* [ITEMS]
====
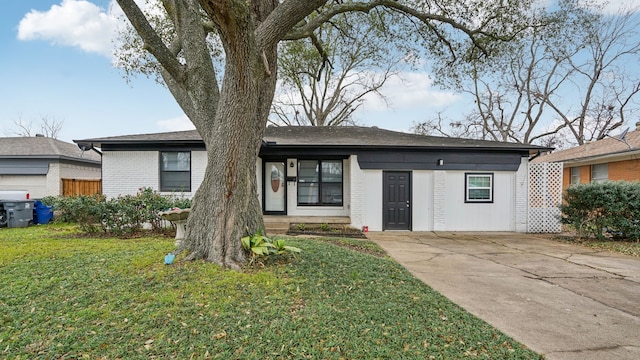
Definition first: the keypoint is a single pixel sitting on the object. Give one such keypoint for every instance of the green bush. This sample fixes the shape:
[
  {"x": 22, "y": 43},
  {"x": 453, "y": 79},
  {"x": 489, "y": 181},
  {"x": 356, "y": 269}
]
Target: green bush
[
  {"x": 604, "y": 207},
  {"x": 258, "y": 245},
  {"x": 122, "y": 215}
]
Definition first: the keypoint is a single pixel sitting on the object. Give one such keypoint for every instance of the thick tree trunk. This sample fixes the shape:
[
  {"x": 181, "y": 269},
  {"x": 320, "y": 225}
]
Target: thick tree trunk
[{"x": 226, "y": 205}]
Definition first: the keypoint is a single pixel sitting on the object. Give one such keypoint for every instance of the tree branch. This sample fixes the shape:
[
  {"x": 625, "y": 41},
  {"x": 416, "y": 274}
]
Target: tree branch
[{"x": 152, "y": 41}]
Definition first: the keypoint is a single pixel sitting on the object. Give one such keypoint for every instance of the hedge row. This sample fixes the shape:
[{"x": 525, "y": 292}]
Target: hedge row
[
  {"x": 123, "y": 215},
  {"x": 596, "y": 209}
]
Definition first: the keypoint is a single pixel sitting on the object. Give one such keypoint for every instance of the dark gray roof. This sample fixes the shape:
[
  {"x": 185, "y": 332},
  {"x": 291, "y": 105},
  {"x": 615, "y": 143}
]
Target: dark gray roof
[
  {"x": 313, "y": 136},
  {"x": 44, "y": 148}
]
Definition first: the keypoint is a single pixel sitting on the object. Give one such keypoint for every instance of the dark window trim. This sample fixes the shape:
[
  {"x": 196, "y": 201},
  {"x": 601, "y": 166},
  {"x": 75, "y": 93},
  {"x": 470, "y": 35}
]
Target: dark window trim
[
  {"x": 160, "y": 171},
  {"x": 320, "y": 204},
  {"x": 466, "y": 189}
]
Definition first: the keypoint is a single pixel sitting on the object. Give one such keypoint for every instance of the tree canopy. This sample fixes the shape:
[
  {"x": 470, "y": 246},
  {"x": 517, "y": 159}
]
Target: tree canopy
[
  {"x": 563, "y": 83},
  {"x": 229, "y": 104}
]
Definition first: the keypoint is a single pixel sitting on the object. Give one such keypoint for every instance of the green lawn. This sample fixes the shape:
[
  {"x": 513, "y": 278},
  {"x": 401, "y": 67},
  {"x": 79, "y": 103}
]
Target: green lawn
[{"x": 66, "y": 297}]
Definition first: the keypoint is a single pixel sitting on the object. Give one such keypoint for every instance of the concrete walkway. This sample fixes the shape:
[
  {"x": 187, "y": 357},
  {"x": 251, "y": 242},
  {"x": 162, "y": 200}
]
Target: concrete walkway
[{"x": 560, "y": 300}]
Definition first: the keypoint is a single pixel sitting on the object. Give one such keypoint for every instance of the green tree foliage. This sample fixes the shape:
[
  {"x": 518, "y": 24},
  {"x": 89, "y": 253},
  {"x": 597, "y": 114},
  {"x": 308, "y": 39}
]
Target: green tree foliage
[
  {"x": 324, "y": 79},
  {"x": 119, "y": 216},
  {"x": 597, "y": 208},
  {"x": 569, "y": 81},
  {"x": 229, "y": 104}
]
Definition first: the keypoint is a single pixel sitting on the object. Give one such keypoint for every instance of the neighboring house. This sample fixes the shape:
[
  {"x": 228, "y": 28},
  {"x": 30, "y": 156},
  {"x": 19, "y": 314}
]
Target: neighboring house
[
  {"x": 381, "y": 179},
  {"x": 612, "y": 158},
  {"x": 40, "y": 165}
]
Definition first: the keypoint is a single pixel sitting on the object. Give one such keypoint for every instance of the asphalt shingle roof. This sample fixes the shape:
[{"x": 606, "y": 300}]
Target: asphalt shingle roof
[
  {"x": 607, "y": 146},
  {"x": 43, "y": 147},
  {"x": 344, "y": 136}
]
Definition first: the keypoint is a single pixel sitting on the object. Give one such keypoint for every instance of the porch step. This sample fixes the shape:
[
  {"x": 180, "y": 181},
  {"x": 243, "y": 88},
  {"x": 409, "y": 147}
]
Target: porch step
[{"x": 279, "y": 225}]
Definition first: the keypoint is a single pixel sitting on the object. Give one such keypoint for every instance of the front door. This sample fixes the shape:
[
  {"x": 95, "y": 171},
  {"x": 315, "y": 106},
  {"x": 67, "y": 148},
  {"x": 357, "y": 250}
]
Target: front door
[
  {"x": 396, "y": 200},
  {"x": 274, "y": 188}
]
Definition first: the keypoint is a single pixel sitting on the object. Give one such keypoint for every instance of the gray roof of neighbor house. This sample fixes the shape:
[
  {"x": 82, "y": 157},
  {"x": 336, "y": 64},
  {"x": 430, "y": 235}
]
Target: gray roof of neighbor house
[
  {"x": 314, "y": 136},
  {"x": 601, "y": 148},
  {"x": 40, "y": 147}
]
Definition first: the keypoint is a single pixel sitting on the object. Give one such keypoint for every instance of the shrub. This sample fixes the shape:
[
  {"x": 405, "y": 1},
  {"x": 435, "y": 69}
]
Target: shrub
[
  {"x": 258, "y": 245},
  {"x": 604, "y": 207},
  {"x": 122, "y": 215}
]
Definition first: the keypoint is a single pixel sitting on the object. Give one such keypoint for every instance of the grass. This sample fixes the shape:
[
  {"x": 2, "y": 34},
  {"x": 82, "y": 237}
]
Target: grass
[{"x": 68, "y": 297}]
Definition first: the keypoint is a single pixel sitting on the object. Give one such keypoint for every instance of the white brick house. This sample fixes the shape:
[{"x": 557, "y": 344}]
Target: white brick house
[
  {"x": 381, "y": 179},
  {"x": 39, "y": 164}
]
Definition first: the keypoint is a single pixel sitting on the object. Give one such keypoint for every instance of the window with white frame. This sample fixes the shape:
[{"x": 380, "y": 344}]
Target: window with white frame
[
  {"x": 175, "y": 171},
  {"x": 320, "y": 182},
  {"x": 599, "y": 172},
  {"x": 575, "y": 175},
  {"x": 478, "y": 188}
]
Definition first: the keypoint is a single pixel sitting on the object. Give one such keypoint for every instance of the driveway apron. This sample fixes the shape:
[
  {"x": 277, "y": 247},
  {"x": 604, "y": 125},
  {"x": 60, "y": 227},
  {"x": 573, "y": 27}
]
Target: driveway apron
[{"x": 560, "y": 300}]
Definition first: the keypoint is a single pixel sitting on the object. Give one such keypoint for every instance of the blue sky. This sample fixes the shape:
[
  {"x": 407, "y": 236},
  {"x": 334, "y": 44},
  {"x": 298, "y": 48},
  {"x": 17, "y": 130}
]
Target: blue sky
[{"x": 56, "y": 63}]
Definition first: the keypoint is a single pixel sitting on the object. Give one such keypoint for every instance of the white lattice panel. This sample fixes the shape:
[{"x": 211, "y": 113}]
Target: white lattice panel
[{"x": 545, "y": 197}]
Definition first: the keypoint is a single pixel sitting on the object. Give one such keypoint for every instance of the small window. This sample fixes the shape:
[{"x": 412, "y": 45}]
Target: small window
[
  {"x": 175, "y": 171},
  {"x": 599, "y": 172},
  {"x": 575, "y": 175},
  {"x": 320, "y": 182},
  {"x": 478, "y": 188}
]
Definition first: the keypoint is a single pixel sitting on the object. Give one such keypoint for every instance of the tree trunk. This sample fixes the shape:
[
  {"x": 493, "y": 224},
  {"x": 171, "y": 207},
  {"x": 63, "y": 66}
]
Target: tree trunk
[{"x": 226, "y": 206}]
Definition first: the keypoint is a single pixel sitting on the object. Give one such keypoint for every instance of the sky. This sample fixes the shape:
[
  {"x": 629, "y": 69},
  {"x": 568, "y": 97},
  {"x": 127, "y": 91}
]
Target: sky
[{"x": 56, "y": 63}]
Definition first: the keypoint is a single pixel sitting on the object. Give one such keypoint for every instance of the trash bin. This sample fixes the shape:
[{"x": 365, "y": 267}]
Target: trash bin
[
  {"x": 16, "y": 213},
  {"x": 42, "y": 214}
]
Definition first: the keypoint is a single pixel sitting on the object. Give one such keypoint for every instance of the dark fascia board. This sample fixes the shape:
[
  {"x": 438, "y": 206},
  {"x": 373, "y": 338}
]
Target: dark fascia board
[
  {"x": 153, "y": 146},
  {"x": 64, "y": 158},
  {"x": 274, "y": 149}
]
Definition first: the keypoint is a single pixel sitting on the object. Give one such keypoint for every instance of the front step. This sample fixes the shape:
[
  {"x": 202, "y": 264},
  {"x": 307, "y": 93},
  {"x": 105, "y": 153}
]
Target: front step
[{"x": 279, "y": 225}]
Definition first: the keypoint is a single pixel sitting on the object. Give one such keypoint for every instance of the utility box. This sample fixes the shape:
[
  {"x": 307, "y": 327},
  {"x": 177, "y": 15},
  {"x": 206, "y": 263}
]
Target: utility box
[{"x": 16, "y": 214}]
====
* [WHAT IS NEEDED] Rewrite the entries from the line containing "of the sky." through the final line of the entries, requests included, and offset every x and y keypoint coordinate in the answers by adding 72.

* [WRITTEN RESPONSE]
Definition first: the keypoint is a single pixel sitting on the object. Give one such keypoint for every instance of the sky. This sample fixes the shape:
[
  {"x": 629, "y": 69},
  {"x": 568, "y": 97},
  {"x": 127, "y": 91}
]
Target: sky
[{"x": 128, "y": 135}]
Definition first: the keypoint is a single pixel sitting on the object. Give one such keypoint for every instance of the trash bin. This sample fixes the shape:
[{"x": 365, "y": 267}]
Target: trash bin
[
  {"x": 88, "y": 285},
  {"x": 114, "y": 286}
]
Definition first: the keypoint is a single pixel sitting on the object. Give one such keypoint for every instance of the dark fascia board. This sample fixes the shape:
[
  {"x": 438, "y": 206},
  {"x": 373, "y": 338}
]
Target: dark fascia board
[
  {"x": 225, "y": 218},
  {"x": 136, "y": 230},
  {"x": 346, "y": 221}
]
Definition first: the keypoint is a single pixel sitting on the object. Give one such keypoint for every instance of the front step. This sample fixes the shape:
[
  {"x": 202, "y": 264},
  {"x": 307, "y": 93},
  {"x": 105, "y": 153}
]
Target: front step
[{"x": 351, "y": 297}]
Definition first: the keypoint is a single pixel sitting on the object. Give one such keypoint for every instance of the utility box. This sample fixes the shape:
[
  {"x": 307, "y": 327},
  {"x": 177, "y": 15},
  {"x": 206, "y": 263}
]
Target: utility box
[{"x": 88, "y": 286}]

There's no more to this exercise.